# Aim
List every line below that contains the string "soccer", copying each line in full. The match is case-sensitive.

### Given records

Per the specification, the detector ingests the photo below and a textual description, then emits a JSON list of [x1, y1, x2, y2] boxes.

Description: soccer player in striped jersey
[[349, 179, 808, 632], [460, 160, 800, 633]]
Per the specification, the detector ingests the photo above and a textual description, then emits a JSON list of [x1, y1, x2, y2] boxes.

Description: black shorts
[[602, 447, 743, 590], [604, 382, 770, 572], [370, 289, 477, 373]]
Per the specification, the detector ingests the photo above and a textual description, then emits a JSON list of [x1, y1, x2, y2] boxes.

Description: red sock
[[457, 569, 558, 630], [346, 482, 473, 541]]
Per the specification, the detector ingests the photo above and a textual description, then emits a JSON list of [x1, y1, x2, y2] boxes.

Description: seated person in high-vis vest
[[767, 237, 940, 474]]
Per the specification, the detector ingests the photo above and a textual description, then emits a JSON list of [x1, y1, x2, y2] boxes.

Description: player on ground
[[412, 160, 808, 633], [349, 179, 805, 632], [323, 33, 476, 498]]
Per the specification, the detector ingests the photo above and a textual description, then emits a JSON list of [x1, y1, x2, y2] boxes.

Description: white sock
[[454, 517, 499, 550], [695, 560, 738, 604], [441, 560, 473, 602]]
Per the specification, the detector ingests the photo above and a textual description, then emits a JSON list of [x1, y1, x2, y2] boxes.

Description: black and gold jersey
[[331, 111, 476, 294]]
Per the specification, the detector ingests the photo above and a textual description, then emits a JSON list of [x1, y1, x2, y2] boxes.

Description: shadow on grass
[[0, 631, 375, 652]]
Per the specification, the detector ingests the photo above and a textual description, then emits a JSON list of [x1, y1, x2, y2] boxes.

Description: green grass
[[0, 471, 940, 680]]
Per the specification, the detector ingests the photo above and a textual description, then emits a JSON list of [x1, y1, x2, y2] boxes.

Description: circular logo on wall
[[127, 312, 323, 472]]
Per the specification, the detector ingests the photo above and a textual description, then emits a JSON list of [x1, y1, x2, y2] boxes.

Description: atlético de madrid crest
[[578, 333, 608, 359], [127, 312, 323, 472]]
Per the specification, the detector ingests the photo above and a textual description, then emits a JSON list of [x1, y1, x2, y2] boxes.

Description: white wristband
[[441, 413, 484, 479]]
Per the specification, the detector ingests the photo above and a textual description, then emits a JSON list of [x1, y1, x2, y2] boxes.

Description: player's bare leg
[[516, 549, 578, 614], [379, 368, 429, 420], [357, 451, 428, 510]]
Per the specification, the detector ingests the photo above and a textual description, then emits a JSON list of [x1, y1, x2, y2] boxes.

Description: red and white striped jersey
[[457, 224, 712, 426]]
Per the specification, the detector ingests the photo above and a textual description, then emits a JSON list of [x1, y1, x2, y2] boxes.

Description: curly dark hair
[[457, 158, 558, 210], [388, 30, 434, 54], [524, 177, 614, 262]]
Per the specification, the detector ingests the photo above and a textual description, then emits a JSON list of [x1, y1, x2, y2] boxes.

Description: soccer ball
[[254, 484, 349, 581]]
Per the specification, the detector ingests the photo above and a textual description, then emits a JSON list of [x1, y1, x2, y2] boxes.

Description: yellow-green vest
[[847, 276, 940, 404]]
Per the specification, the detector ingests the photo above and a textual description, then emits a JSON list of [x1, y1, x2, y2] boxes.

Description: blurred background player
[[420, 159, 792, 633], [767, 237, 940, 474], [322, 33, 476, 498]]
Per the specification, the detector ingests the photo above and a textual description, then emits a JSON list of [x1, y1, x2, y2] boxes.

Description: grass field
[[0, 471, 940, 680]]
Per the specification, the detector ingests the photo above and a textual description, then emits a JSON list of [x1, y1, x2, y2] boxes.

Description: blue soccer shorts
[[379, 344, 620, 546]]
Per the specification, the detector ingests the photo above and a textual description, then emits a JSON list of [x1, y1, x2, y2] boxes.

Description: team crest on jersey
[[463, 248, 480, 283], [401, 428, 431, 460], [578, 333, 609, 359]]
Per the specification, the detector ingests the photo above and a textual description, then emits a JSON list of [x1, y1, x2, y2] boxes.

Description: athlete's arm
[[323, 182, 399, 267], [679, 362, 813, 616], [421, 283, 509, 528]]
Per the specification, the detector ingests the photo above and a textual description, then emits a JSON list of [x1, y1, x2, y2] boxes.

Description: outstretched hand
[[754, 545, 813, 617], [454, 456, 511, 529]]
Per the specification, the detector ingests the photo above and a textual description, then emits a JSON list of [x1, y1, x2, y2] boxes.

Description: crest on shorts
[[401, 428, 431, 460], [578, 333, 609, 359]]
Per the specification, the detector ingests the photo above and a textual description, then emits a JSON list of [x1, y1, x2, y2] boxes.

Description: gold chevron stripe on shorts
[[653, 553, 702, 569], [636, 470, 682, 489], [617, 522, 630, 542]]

######

# Full solution
Description: soccer player in striped jersey
Description: soccer ball
Description: blue soccer shorts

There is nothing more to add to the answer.